◆ **TASK BRIEF**: Please write out, exactly, every line of the listing from its first line through the one that includes "positive clicks: (60, 118) (0, 20)".
■ ■ ■ ■
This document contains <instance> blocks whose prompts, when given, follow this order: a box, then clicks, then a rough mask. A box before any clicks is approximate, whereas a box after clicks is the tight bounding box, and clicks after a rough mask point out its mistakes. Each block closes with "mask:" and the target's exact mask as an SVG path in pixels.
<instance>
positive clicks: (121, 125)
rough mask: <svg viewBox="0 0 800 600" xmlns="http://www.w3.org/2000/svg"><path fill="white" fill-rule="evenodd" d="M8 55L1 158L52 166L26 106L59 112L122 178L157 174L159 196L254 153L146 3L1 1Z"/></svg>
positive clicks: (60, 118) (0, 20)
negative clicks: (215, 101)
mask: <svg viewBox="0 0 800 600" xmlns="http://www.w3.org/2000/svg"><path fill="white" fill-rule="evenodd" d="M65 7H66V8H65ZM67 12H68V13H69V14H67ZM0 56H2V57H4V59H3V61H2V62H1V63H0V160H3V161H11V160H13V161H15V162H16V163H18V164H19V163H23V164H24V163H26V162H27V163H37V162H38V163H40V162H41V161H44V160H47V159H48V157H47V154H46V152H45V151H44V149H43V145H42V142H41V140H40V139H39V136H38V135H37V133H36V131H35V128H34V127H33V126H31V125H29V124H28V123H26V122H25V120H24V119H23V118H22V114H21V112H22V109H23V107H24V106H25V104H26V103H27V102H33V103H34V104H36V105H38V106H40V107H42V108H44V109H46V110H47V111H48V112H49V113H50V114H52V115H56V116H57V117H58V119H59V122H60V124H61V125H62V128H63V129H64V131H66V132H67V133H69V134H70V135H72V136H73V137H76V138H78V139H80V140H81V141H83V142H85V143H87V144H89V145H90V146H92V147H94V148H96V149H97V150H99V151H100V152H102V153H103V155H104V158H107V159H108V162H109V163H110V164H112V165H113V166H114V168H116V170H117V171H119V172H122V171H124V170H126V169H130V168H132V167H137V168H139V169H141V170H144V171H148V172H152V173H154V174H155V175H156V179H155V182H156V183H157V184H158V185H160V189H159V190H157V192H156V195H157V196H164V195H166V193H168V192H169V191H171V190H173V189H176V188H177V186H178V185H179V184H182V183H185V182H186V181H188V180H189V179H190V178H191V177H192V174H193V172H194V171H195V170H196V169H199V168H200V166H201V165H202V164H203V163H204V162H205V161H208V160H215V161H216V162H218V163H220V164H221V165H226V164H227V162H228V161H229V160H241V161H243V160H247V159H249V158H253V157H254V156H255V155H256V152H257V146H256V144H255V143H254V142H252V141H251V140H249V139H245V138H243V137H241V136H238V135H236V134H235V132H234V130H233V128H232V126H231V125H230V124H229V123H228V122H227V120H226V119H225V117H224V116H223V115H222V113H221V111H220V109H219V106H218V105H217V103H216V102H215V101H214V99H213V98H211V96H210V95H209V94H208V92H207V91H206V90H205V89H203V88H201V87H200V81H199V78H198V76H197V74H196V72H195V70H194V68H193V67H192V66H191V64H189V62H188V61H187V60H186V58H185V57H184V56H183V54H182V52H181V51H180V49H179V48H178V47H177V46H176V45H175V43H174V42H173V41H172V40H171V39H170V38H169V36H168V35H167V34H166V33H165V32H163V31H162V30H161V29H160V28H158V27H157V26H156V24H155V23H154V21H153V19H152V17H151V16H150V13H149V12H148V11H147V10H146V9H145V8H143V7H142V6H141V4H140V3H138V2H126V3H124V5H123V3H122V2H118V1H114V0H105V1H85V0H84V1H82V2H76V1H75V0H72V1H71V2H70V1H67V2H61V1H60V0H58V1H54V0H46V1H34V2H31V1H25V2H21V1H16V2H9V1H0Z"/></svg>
■ ■ ■ ■
◆ **REPLY**:
This document contains <instance> blocks whose prompts, when given, follow this order: a box, then clicks, then a rough mask. A box before any clicks is approximate, whereas a box after clicks is the tight bounding box, and clicks after a rough mask point out its mistakes. Each block closes with "mask:" and the target's exact mask as an SVG path in pixels.
<instance>
positive clicks: (121, 125)
rough mask: <svg viewBox="0 0 800 600" xmlns="http://www.w3.org/2000/svg"><path fill="white" fill-rule="evenodd" d="M8 55L1 158L52 166L26 106L59 112L122 178L157 174L159 196L254 153L146 3L1 1Z"/></svg>
positive clicks: (60, 118) (0, 20)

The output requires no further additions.